(TEXTO PARA LEITURA)
-*-*-
Usar o pandeiro ou não, essa é a questão

As discussões geradas em torno das estratégias do Exército do Pandeiro se intensificaram quando Emma Lewis, colaboradora do Global Voices que escreveu sobre a formação e missão [2] do grupo, publicou uma nota de opinião em seu blog pessoal [8] que tocou um ponto sensível e fez o debate alcançar um nível mais profundo e até amargo.

Lewis, ela mesma uma sobrevivente, disse em sua publicação que “também era uma ‘radical'” e ainda o é quando em relação a suas opiniões sobre “o meio ambiente, a pena de morte, os direitos humanos, os direitos ao aborto, os direitos LGBT”. Sustenta, no entanto, que não acredita na violência porque “não resolve nada”.

A publicação de Lewis não foi bem recebida por alguns, desencadeando uma série de comentários cruéis nas redes.

Segundo o escritor jamaicano Kei Miller, é provável que Lewis não compreenda que a violência do Exército do Pandeiro é necessária; e que, talvez, a posição de “suposto privilégio branco não reconhecido” de Lewis não a deixe ver a relevância do problema. Em seu blog [9], Miller acrescentou:

Many who read Emma’s blog – many women in fact – felt that she had bravely expressed their own misgivings […] there was something too militant, too aggressive and ultimately something too divisive about the Tambourine Army. The Tambourine Army was not impressed by this critique. To them it was just more respectability politics – an attempt to police their tone, to muffle their rage, an unfair demand to take all that pent up hurt, that lifetime of suppressed pain, and make it all more polite, more reasonable, more acceptable for brown people’s consumption, for male consumption, for good-decent-middle-class-people-who-faint-at-the-word-bomboclawt consumption.
-*-*-
(O QUE SE PEDE) De acordo com o texto sobre o Exército do Pandeiro, por que Emma Lewis afirma não acreditar na violência?
-*-*-
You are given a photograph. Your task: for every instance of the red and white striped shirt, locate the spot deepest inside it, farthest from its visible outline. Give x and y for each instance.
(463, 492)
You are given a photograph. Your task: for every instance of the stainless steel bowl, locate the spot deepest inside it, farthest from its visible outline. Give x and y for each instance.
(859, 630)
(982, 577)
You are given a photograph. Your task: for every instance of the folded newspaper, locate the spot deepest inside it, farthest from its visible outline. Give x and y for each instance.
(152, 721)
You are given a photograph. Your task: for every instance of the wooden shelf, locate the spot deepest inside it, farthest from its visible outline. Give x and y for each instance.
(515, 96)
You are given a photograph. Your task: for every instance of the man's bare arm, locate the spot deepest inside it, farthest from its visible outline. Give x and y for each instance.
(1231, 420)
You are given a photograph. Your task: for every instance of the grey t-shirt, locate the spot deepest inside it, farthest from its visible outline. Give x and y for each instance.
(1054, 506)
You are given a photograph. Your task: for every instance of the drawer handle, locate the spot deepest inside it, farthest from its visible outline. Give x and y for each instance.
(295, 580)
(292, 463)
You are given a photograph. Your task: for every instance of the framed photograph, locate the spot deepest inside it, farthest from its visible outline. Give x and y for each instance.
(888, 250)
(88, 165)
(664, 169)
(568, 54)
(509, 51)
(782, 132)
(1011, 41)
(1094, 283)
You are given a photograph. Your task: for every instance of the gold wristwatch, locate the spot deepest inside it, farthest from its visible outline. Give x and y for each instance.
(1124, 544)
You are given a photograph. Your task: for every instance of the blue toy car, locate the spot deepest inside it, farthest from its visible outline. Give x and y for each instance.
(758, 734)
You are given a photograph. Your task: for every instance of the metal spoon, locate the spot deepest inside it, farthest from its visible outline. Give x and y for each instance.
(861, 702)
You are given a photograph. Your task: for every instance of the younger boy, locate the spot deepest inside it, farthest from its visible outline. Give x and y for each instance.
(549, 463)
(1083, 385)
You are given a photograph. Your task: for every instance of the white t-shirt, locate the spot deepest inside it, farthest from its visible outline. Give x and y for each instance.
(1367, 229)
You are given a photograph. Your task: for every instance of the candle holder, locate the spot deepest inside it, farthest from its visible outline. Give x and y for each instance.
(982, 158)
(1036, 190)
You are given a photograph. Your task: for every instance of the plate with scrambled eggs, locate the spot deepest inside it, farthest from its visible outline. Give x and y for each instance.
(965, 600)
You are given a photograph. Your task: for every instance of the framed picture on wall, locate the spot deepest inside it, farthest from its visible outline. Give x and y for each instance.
-*-*-
(RESPOSTA ESPERADA) Porque, segundo ela, a violência "não resolve nada".